> **Testo da leggere**:
/---
Ulteriore elemento innovativo del d.l. n. 33 del 2020 è poi costituito dall’attribuzione in via esclusiva al potere regolamentare del Presidente del Consiglio dei Ministri, da esercitare tramite d.P.C.M., della disciplina relativa alle attività scolastiche, didattiche e formative, alle quali è dedicata una specifica previsione.
In relazione all’attività scolastica e di formazione universitaria e professionale, quindi, il d.l. n. 33 del 2020 non prevede una potestà derogatoria – in senso restrittivo o ampliativo – delle Regioni, trattandosi di materia interamente riservata a regolamentazione tramite d.P.C.M.; tale conclusione risulta peraltro corroborata dalla considerazione che il legislatore, come si è visto, vi ha dedicato autonoma previsione (comma 13).
Nella fattispecie in trattazione difettano i presupposti ai quali il legislatore nazionale ha subordinato l’esercizio del descritto potere regionale.
Quanto al primo profilo (“misure ulteriormente restrittive rispetto a quelle attualmente vigenti, tra quelle di cui all’articolo 1, comma 2” di cui al d.l. n. 19 del 2020) mette conto evidenziare che la sottoposizione a screening obbligatorio del personale scolastico docente e non docente e, più in generale, l’imposizione di accertamenti sanitari non figurano tra le prescrizioni di cui all’art. 1, comma 2, d.l. n. 19 del 2020 che, secondo la richiamata disposizione, avrebbero potuto essere “aggravate” dalle Regioni; tanto, si aggiunge, coerentemente con l’afferenza della materia, per i motivi che si illustreranno in seguito, alla potestà legislativa dello Stato; si aggiunga che, dall’esame dell’atto impugnato, non emerge una diversa ricostruzione ermeneutica da parte dell’amministrazione regionale che non ha ricondotto la contestata misura ad alcuna delle fattispecie delineate dal richiamato art. 1, comma 2 (es. limitazione circolazione persone, chiusura strade, interventi su eventi e manifestazioni culturali, sportive e religiose, trasporti, sospensione dei servizi scolastici e della presenza negli uffici pubblici, regolazione di attività commerciali, imprenditoriali e professionali, etc.).
\---
> **Consegna**: Nel testo, la parentesi alla fine dell'ultimo paragrafo riporta alcuni esempi delle fattispecie dell'art. 1, comma 2, del d.l. n. 19 del 2020. Elencali tutti.

> **Voci di dati salvate**:
/---
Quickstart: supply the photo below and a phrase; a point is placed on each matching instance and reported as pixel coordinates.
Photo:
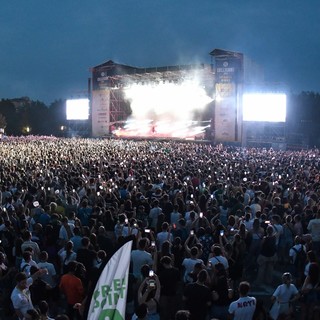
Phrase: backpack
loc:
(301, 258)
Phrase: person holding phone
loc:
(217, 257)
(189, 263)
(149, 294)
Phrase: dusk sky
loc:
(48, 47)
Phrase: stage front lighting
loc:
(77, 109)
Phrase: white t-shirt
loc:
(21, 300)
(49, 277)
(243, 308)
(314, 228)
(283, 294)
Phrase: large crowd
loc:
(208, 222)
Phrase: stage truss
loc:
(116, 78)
\---
/---
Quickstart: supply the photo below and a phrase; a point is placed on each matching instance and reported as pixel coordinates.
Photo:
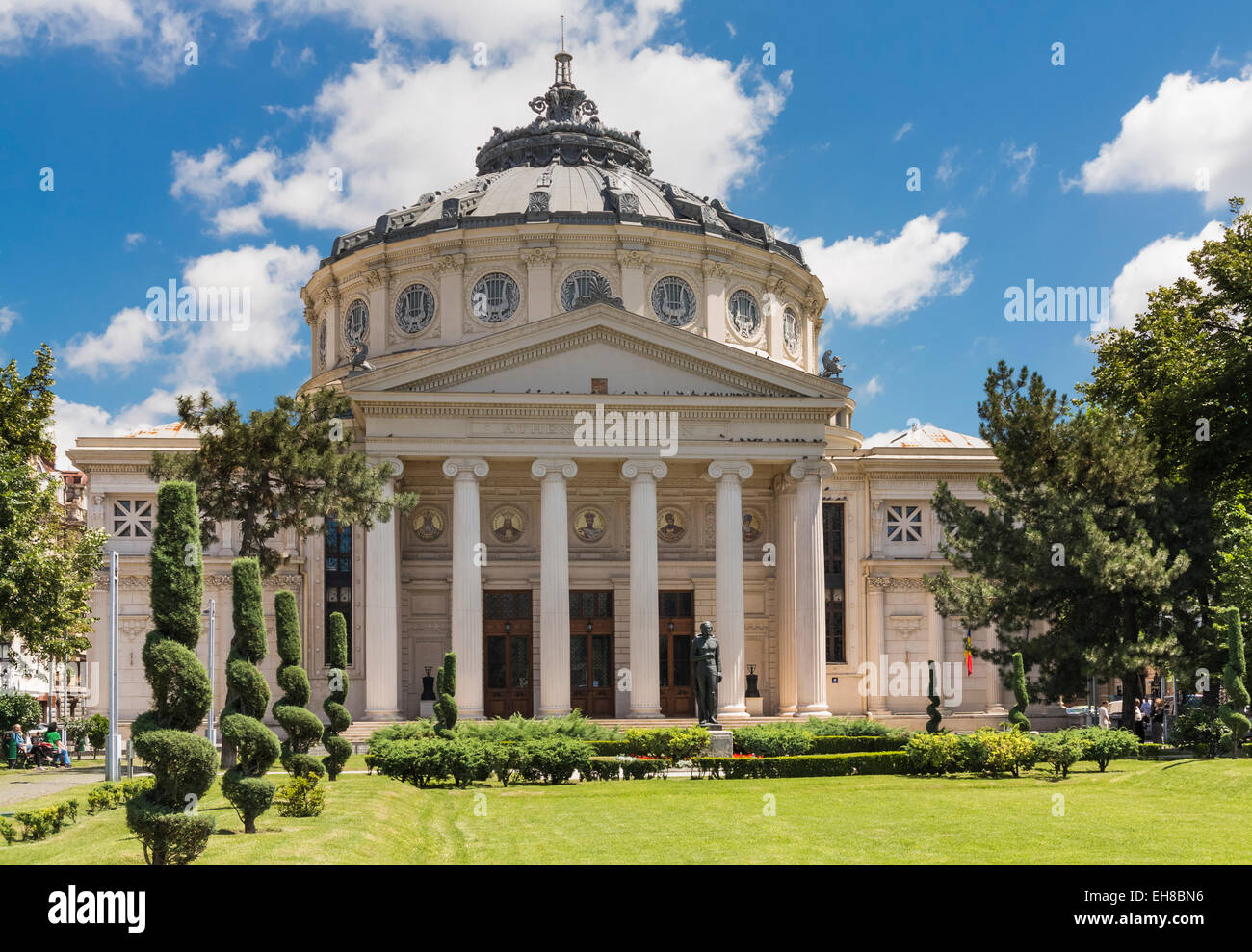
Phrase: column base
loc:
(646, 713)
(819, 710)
\---
/---
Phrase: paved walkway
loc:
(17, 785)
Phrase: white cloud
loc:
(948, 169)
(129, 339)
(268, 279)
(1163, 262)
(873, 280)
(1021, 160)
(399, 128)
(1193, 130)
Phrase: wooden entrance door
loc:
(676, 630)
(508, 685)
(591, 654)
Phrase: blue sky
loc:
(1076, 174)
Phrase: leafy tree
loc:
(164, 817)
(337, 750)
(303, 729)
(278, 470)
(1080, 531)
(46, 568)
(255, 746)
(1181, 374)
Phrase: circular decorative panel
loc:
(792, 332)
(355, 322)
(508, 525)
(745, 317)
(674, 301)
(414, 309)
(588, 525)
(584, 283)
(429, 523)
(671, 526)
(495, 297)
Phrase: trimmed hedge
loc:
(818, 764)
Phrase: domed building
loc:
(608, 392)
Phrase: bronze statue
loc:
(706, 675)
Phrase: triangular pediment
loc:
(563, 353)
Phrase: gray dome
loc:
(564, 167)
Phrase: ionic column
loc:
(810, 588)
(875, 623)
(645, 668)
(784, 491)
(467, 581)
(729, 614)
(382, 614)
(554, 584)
\---
> **Soluzione**:
- limitazione circolazione persone
- chiusura strade
- interventi su eventi e manifestazioni culturali, sportive e religiose
- trasporti
- sospensione dei servizi scolastici e della presenza negli uffici pubblici
- regolazione di attività commerciali, imprenditoriali e professionali